*Information shown*.
■ ■ ■ ■ ■ ■ ■
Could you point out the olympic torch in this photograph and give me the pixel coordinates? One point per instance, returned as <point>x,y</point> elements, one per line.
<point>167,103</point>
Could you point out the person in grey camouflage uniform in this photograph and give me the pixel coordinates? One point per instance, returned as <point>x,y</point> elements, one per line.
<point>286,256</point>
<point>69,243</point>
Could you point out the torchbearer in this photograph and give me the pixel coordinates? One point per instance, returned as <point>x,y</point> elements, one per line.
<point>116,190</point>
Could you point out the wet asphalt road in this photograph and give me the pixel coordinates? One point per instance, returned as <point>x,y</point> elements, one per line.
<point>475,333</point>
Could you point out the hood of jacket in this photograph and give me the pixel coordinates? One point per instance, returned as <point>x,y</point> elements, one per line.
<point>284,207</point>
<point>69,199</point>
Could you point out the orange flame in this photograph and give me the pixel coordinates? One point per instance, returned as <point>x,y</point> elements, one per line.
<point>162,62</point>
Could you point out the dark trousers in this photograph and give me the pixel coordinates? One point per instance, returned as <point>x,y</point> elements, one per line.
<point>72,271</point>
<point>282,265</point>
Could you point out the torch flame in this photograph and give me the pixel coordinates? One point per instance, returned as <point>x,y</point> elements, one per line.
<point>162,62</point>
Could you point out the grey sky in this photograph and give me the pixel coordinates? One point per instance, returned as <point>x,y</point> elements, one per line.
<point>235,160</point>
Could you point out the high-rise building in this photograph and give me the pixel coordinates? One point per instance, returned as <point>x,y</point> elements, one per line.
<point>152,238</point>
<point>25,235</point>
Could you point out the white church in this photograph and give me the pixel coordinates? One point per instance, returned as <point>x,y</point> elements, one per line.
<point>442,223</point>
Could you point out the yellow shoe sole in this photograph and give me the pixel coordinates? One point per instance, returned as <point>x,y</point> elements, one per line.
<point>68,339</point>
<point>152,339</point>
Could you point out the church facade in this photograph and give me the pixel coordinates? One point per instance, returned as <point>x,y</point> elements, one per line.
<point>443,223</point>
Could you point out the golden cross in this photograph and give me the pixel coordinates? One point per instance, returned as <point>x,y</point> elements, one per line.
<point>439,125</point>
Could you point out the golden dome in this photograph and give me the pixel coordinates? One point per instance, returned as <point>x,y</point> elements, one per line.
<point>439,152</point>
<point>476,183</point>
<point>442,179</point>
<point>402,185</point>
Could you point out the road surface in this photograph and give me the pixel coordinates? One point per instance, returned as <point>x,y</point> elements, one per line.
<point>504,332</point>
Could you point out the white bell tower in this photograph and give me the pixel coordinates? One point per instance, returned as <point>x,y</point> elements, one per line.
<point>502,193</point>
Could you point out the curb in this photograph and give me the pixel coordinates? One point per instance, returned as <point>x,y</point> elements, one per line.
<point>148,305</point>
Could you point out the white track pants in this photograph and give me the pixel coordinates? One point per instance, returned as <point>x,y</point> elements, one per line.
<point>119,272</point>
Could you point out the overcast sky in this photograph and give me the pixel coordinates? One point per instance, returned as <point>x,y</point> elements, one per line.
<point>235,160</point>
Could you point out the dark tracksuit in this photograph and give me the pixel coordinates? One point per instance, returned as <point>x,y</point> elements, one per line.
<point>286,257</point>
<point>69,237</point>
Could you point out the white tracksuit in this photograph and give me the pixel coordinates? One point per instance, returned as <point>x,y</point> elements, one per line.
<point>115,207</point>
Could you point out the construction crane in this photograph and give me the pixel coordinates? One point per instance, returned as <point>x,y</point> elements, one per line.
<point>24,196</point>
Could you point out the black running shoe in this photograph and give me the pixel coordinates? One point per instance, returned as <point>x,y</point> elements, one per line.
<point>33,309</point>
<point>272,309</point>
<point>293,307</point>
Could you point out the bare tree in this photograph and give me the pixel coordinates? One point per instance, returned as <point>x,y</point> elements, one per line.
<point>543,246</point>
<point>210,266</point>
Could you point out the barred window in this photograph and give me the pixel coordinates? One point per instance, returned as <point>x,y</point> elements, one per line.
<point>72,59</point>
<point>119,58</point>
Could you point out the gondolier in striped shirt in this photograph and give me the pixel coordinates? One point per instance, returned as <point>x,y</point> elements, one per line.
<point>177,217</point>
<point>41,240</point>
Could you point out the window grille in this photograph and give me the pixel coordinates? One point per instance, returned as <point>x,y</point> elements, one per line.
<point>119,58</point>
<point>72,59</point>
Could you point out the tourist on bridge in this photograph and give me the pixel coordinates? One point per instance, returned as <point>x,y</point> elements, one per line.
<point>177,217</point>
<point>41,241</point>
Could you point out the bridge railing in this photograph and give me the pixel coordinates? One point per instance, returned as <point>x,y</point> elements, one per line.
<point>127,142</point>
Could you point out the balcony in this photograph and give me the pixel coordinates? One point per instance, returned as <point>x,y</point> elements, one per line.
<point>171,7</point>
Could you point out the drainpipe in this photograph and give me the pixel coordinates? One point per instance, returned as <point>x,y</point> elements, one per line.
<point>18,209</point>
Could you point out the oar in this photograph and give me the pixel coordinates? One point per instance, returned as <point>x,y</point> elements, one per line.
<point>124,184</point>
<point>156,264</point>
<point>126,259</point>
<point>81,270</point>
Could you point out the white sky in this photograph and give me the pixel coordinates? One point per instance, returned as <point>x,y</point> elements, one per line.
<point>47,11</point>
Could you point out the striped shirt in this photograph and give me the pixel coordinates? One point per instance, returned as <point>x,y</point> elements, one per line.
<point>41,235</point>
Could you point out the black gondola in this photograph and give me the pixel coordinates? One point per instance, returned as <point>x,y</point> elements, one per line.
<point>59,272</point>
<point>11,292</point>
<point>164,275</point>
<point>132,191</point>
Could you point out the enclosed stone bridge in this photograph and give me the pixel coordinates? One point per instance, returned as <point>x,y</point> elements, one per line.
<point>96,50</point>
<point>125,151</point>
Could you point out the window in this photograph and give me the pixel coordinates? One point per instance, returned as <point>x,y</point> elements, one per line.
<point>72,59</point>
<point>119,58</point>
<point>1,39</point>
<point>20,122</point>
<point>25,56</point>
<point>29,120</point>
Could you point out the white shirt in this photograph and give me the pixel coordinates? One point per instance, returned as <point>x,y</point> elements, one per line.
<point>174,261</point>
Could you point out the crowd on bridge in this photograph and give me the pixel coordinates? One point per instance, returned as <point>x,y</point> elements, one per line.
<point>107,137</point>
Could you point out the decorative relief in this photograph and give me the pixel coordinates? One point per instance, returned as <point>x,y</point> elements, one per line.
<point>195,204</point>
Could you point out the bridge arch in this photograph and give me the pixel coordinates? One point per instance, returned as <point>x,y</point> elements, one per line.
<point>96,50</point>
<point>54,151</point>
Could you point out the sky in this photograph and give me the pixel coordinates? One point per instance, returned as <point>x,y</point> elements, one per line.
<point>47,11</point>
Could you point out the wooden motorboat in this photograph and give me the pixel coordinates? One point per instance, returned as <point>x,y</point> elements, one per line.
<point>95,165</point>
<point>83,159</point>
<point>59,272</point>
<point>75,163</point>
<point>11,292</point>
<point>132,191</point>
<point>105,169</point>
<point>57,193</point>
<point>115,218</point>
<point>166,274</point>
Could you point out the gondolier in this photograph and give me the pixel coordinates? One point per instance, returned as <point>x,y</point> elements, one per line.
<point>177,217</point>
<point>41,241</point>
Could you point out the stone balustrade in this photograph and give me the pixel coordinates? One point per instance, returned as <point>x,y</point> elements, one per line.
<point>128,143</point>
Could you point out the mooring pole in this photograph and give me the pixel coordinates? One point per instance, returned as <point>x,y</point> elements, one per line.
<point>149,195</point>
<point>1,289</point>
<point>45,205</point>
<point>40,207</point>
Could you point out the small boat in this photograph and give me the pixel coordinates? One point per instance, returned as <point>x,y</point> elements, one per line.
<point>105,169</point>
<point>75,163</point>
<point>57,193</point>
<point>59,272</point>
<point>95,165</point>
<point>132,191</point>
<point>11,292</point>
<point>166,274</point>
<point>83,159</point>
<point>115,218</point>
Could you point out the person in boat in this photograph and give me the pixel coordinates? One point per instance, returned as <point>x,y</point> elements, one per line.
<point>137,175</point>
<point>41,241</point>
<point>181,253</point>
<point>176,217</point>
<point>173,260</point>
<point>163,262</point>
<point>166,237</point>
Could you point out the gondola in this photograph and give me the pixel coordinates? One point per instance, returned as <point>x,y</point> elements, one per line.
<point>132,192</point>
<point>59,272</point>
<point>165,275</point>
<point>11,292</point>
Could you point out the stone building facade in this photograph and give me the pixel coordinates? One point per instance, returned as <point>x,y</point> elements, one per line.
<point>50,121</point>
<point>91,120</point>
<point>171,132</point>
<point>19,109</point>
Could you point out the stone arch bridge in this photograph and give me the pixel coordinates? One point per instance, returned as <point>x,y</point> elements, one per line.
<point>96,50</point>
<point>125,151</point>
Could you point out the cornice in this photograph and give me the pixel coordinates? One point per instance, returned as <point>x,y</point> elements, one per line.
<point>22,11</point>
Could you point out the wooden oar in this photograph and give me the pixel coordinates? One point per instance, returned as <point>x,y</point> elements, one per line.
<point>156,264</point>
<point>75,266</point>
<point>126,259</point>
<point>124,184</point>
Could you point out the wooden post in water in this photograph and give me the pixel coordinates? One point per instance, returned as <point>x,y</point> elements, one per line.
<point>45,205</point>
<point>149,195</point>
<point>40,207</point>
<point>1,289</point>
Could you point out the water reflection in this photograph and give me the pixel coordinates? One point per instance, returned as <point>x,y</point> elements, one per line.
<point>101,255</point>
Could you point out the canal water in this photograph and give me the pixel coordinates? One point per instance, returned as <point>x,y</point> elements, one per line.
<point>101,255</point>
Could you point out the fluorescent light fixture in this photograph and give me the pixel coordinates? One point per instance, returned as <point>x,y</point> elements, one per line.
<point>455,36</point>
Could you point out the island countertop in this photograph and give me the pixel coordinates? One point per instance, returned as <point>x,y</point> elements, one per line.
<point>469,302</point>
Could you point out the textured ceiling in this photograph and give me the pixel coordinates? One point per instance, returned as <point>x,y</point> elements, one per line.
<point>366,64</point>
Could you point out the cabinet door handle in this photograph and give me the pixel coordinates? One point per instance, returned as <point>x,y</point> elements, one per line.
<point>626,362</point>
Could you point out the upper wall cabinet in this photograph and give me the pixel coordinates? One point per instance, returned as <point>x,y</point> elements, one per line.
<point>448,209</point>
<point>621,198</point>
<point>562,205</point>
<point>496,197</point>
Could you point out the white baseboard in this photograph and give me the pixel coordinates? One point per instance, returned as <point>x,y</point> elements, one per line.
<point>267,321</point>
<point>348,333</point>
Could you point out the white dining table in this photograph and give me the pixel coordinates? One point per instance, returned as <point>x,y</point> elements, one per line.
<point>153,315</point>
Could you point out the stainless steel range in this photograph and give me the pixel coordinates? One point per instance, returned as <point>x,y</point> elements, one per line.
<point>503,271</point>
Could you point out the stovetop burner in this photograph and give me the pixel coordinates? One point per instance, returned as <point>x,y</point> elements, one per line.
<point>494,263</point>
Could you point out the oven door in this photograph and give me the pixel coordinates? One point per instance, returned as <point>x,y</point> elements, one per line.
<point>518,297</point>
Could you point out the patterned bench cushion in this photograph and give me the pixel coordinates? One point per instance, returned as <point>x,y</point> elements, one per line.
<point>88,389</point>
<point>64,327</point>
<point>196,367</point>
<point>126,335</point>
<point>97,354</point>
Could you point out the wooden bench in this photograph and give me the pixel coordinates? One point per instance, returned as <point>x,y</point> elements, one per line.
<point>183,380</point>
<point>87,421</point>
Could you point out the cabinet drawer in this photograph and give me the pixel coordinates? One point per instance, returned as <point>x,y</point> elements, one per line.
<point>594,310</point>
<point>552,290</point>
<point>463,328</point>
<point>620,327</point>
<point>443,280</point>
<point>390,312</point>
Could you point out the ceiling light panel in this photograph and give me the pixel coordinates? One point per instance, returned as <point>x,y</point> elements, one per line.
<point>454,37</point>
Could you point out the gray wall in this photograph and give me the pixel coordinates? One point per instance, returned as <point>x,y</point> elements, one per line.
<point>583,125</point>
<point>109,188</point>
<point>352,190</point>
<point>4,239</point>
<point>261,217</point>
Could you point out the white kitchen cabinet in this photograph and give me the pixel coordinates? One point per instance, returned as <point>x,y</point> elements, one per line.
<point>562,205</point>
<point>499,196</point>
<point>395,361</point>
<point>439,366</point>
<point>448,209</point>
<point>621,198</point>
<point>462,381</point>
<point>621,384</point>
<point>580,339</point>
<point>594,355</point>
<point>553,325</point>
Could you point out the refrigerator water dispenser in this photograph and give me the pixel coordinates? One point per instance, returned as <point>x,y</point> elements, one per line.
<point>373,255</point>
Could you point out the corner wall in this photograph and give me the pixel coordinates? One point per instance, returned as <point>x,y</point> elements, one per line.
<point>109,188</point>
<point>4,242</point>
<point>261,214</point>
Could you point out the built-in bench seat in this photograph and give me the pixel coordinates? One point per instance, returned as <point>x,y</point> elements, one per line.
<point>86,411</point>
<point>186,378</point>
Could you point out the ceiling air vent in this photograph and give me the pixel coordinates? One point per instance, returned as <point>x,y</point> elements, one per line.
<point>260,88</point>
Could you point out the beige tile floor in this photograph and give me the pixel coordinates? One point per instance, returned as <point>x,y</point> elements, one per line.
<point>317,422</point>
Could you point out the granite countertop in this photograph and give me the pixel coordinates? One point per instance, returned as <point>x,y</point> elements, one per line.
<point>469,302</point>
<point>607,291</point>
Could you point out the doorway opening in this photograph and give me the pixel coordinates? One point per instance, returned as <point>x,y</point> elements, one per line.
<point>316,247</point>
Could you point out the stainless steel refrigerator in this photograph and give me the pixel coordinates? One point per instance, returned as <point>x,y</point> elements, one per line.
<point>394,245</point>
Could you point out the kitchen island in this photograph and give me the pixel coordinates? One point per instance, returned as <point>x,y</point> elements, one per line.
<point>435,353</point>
■ ■ ■ ■ ■ ■ ■
*Work instructions*. Every line from the one with "Could you point out the stainless steel refrigerator" to the end of the records above should be returned exactly, and no other lines.

*Final answer*.
Could you point out the stainless steel refrigerator in this photograph and give me the pixel coordinates? One point per instance, returned as <point>x,y</point> elements, one per line.
<point>394,245</point>
Could you point out the kitchen island in this photograph and give me the pixel coordinates? One point per instance, returned as <point>x,y</point> elements, one per line.
<point>435,353</point>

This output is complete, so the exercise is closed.